Entries from a point annotation set
———

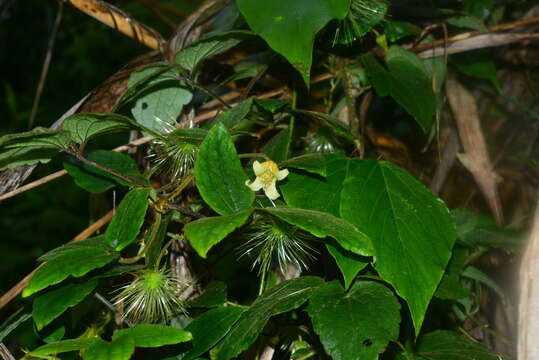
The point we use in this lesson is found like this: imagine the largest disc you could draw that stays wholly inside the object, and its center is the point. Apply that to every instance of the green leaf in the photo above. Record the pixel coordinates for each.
(279, 299)
(85, 126)
(322, 224)
(95, 180)
(37, 146)
(120, 349)
(127, 221)
(210, 327)
(289, 27)
(13, 322)
(206, 232)
(350, 324)
(153, 335)
(191, 57)
(467, 22)
(350, 264)
(232, 117)
(220, 178)
(313, 163)
(75, 259)
(53, 303)
(298, 191)
(407, 81)
(158, 108)
(278, 147)
(66, 346)
(411, 230)
(214, 295)
(449, 345)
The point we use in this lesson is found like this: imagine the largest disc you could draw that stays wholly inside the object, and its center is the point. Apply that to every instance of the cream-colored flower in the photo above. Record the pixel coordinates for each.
(267, 174)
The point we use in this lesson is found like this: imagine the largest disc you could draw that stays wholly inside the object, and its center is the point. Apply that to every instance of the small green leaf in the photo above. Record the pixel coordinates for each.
(313, 163)
(322, 224)
(278, 147)
(206, 232)
(220, 178)
(153, 335)
(214, 295)
(411, 230)
(120, 349)
(289, 27)
(349, 263)
(210, 327)
(37, 146)
(66, 346)
(191, 57)
(232, 117)
(127, 221)
(53, 303)
(298, 191)
(349, 323)
(12, 323)
(279, 299)
(95, 180)
(449, 345)
(75, 259)
(407, 81)
(160, 101)
(83, 127)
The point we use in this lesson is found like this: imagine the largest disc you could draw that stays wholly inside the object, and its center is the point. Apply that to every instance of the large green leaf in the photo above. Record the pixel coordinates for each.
(120, 349)
(411, 230)
(278, 147)
(220, 178)
(190, 57)
(205, 233)
(53, 303)
(449, 345)
(324, 194)
(125, 225)
(289, 27)
(407, 81)
(153, 335)
(322, 224)
(75, 259)
(232, 117)
(65, 346)
(281, 298)
(37, 146)
(85, 126)
(357, 324)
(214, 295)
(161, 101)
(210, 327)
(95, 180)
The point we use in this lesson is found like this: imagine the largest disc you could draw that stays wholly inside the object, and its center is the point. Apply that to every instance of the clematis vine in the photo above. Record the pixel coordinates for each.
(267, 174)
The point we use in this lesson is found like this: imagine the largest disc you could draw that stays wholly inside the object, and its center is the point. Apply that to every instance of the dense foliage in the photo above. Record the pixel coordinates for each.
(261, 218)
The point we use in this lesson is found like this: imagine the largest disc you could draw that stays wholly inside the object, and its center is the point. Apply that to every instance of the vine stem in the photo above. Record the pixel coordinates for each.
(80, 157)
(85, 234)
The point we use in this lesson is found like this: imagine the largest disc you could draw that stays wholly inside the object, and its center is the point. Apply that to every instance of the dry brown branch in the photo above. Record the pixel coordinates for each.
(85, 234)
(121, 21)
(528, 307)
(475, 42)
(477, 159)
(506, 26)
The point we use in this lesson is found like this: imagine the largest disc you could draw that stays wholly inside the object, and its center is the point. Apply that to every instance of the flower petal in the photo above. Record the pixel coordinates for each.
(258, 168)
(282, 174)
(271, 191)
(255, 185)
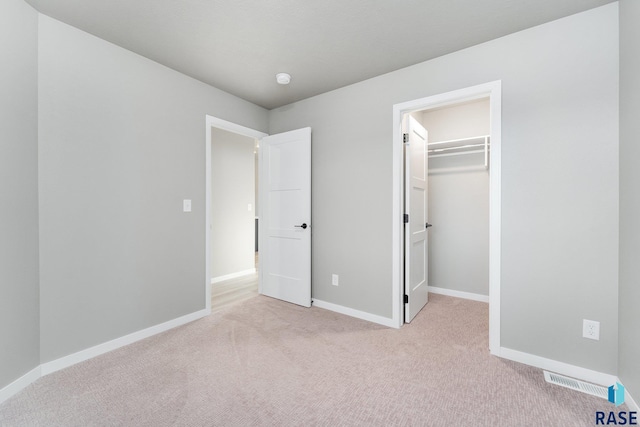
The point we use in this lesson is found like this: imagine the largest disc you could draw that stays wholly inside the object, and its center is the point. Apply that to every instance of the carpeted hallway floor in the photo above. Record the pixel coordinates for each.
(268, 363)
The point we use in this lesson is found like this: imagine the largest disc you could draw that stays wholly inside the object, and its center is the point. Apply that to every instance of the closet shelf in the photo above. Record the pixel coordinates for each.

———

● What is asked
Copy the final stretch of lines, starting at the one that holds "of the flower" and ending at the last line of the data, exactly; omit pictures.

● Result of this exercise
The point we use in this lesson is found like this: imagine the largest disc you could draw that stays wholly inside the object, and its center is the point. Apply that to every instance of the flower petal in the photo above. Record the pixel coordinates for each.
(258, 168)
(282, 174)
(271, 191)
(255, 185)
The point we use in this lesson is found like this: imagine the largest disc you could draw that stays wholly inside the object, and its center is the point. Apply that to every instance of the carpeted hallway floor in the photo above. Record the pixel coordinates for each.
(268, 363)
The point we use in this lesson is found like this: imagine the largest disc you could draw that stays wholly inside the object, and its center is the point. Apply that to every instance of the closet shelf in the photo above. Record the pixel coordinates for each.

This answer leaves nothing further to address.